--- TASK REQUIREMENTS ---
Write out, word for word, everything in the comment thread on C and inline assembly from "The one advantage" down to "decent machine language.".

## START PAGE TEXT

I don't really see what's "elegant" about the code, could you elaborate? (This isn't a jab at GP. I'm just curious about what I'm not seeing.)

You might want to compare it to the "proper" version of the inline asm code, from this comment: https://news.ycombinator.com/item?id=40703314

Modern C is neither "low-level" or "high-level". It's defined for an abstract machine where integers can't overflow, null pointers can't be referenced, etc. And unless you follow all the rules, and add proper annotations for things like inline assembly, the compiler is free to do anything to your code.

The one advantage to this approach is that modern compilers can turn megabytes of auto-generated crap produced by string substitution macros into halfway decent machine language.

(And I freely admit that specifically Turbo Pascal produced really bad code, worse even than C compilers at the time, but the syntax is oh so much nicer IMHO)

  • I believe that MSVC inline asm allows referencing variables in the asm as it can parse and understand the asm (at least before they got rid of inline asm completely for 64 bit code).

## END PAGE TEXT
## START DATASET

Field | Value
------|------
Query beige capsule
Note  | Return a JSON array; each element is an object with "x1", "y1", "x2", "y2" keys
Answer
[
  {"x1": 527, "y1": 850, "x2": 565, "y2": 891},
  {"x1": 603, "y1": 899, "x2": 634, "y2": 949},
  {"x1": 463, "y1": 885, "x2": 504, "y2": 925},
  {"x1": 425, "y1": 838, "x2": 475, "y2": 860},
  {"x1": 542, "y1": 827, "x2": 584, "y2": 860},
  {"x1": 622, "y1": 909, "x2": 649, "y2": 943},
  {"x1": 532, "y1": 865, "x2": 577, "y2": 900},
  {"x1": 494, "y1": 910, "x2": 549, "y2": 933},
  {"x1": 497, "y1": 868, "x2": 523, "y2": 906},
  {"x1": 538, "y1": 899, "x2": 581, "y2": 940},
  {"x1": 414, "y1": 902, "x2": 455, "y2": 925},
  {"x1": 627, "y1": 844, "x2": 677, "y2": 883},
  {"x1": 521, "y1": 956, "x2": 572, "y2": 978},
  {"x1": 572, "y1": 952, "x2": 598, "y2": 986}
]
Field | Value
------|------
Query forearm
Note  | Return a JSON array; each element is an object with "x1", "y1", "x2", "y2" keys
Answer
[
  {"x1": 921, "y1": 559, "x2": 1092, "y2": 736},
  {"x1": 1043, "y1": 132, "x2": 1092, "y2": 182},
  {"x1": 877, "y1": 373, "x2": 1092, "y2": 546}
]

## END DATASET

--- WORKED ANSWER ---
The one advantage to this approach is that modern compilers can turn megabytes of auto-generated crap produced by string substitution macros into halfway decent machine language.